══ DOSTARCZONY TEKST ══

Skocz do zawartości
Polski Portal Literacki

Rekomendowane odpowiedzi

Opublikowano

Żegnaj różo ostatnia, gdziekolwiek zakwitłaś.
Na wietrze metronomem barw i tonu serca,
Chociaż czerń dla ciebie wybiła już dawno
to oko wciąż trzyma twój obraz w objęciach

żegnajcie płatki róży ułożone w wargi
i wy: słowa jak zapach, i zapach jak słowa
to było jak sen, lecz sen sobie zakpił
i tam stracił wątek, gdzie miał nas przechować

przed światem, i cieniem, nad morzem łopianu
Gdy noc szczerzy gwiazdy, jak zęby, drapieżca
Ach biały kle, ostrzu, w me ciało się zanurz –

Gdzie czerwieni się, jeszcze, lekko zawstydzona
Krew, tym swoim nagłym, napływem do serca
Które głośnym biciem speszyło zegary

Na chwilę,

Opublikowano

Metronomem barw??? Przyznam, że jestem lekko tym zdziwiona ale widocznie mało wiem.

═══
══ DOSTARCZONE INFORMACJE ══

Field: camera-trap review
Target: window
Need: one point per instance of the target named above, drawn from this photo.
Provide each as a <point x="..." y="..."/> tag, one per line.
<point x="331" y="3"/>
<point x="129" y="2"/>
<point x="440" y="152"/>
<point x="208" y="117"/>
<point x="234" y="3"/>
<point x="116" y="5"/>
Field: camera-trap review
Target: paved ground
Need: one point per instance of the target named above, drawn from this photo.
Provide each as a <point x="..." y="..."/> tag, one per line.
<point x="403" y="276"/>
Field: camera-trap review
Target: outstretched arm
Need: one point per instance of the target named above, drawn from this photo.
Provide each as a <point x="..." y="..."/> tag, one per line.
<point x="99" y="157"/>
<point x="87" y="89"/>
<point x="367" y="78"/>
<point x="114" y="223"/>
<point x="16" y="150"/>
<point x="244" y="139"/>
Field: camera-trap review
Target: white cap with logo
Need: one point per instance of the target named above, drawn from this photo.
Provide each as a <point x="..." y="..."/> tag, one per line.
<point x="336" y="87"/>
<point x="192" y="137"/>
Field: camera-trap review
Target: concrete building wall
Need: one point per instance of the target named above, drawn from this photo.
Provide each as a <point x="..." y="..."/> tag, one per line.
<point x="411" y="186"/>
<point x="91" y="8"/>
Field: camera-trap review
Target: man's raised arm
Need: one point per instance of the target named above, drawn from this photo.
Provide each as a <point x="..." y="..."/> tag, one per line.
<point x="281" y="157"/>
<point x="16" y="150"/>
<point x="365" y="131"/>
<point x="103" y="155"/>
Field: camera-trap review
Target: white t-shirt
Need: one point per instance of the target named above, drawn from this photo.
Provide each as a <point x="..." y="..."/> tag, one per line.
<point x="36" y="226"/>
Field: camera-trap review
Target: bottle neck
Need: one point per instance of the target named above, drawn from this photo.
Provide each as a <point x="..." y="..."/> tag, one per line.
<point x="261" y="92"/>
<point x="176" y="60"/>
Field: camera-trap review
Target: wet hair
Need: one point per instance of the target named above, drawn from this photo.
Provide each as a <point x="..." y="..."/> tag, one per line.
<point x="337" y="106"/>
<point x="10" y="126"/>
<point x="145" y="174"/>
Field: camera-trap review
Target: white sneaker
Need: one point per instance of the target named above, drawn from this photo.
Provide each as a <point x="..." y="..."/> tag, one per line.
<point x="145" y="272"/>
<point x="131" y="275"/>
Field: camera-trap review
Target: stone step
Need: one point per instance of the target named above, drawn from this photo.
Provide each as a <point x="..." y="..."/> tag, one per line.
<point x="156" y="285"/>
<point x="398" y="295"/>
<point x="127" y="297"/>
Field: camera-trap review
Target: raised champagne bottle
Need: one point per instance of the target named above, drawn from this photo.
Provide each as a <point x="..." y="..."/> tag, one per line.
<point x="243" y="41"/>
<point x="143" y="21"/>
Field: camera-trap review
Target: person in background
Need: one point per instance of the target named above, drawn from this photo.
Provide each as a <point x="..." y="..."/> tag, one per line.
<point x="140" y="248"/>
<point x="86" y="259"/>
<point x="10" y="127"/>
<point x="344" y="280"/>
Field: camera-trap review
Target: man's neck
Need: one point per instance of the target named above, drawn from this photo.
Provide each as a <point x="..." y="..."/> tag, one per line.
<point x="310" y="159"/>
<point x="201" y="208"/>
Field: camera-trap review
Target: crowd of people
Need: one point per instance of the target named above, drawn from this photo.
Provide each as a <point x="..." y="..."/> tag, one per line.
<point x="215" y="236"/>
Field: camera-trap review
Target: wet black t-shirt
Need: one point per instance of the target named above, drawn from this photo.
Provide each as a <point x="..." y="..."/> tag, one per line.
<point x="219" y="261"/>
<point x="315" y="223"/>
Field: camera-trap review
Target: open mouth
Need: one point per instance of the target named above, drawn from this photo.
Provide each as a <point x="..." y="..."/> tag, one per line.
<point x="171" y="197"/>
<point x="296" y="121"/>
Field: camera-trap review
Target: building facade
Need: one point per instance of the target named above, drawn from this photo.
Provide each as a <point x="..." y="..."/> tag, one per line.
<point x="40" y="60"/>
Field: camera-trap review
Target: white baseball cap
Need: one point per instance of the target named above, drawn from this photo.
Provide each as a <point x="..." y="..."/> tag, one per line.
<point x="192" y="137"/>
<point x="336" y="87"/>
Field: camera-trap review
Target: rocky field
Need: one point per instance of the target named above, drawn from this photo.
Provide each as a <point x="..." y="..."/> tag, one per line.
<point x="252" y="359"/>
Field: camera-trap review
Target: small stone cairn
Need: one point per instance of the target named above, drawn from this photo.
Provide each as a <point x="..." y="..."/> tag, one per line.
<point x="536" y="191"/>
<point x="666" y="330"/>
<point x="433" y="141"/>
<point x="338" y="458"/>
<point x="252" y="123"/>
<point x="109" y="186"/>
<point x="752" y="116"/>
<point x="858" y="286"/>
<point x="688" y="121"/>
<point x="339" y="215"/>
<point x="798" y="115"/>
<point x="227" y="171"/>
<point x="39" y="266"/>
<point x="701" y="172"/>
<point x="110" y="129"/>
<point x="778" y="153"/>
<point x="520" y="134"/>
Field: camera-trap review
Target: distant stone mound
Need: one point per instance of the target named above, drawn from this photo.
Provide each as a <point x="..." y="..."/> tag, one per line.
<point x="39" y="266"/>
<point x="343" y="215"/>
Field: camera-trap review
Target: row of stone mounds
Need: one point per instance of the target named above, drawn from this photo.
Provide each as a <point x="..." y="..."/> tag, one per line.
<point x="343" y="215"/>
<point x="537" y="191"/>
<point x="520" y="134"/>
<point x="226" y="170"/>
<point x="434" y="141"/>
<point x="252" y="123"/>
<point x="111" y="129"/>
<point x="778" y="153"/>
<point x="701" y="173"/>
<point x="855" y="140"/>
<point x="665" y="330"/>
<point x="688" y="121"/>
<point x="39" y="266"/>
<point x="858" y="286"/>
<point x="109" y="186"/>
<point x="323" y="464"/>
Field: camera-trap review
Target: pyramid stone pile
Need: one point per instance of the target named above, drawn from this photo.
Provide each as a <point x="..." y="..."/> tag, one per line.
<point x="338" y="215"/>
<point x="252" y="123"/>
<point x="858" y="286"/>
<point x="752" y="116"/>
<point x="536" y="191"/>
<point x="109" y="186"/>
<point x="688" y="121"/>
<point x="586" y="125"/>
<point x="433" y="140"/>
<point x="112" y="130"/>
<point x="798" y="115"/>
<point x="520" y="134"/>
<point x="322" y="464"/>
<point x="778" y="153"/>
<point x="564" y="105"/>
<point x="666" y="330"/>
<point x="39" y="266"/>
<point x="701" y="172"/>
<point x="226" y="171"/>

═══

[KRÓTKIE ĆWICZENIE 1] Przepisz fragment tekstu, zaczynając od słów "przed światem, i" i ciągnąc aż do słów "widocznie mało wiem.", podstawiając "zegarki" w miejsce "zegary".
[KRÓTKIE ĆWICZENIE 2]
Odpowiedz na podstawie tekstu:
(a) Co noc szczerzy jak zęby?
(b) Jakie wyrażenie z wiersza dziwi autorkę komentarza?
(c) Do jakiej róży zwraca się pierwszy wers pożegnaniem?
Wpisy nie są do niczego potrzebne.

[ROZWIĄZANIE ZADANIA 1]
przed światem, i cieniem, nad morzem łopianu
Gdy noc szczerzy gwiazdy, jak zęby, drapieżca
Ach biały kle, ostrzu, w me ciało się zanurz –

Gdzie czerwieni się, jeszcze, lekko zawstydzona
Krew, tym swoim nagłym, napływem do serca
Które głośnym biciem speszyło zegarki

Na chwilę,

Opublikowano

Metronomem barw??? Przyznam, że jestem lekko tym zdziwiona ale widocznie mało wiem.

[ROZWIĄZANIE ZADANIA 2]
(a) Gwiazdy.
(b) „Metronomem barw”.
(c) Do róży ostatniej.